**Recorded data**
==============================

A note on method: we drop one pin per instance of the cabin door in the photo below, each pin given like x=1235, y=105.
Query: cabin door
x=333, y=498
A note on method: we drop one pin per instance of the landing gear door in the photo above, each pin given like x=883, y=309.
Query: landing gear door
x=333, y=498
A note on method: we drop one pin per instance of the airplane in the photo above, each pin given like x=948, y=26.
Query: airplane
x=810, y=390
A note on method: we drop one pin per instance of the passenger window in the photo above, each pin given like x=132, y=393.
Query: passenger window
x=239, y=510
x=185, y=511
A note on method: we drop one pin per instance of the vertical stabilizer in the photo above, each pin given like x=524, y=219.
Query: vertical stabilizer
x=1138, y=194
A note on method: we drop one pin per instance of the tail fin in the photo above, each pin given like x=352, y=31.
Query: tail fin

==============================

Give back the data exactly.

A note on method: we drop one pin per instance of the cabin door in the photo below, each pin given like x=1235, y=105.
Query: cabin door
x=333, y=498
A note on method: we drop one pin per instance of the landing gear door in the photo above, each pin given like x=883, y=309.
Query: landing gear door
x=333, y=498
A note on method: we drop one pin per instance of the airplane in the photo above, each pin given like x=948, y=26.
Query: airplane
x=810, y=390
A note on method: we drop one pin per instance of the passenger window in the photo above, each pin given like x=132, y=393.
Query: passenger window
x=239, y=510
x=185, y=511
A note on method: we drop one pin per instance of the vertical stabilizer in the photo above, each pin given like x=524, y=219.
Query: vertical stabilizer
x=1138, y=194
A note on method: we drop one pin per instance of the tail fin in the photo above, each pin given like x=352, y=31.
Query: tail fin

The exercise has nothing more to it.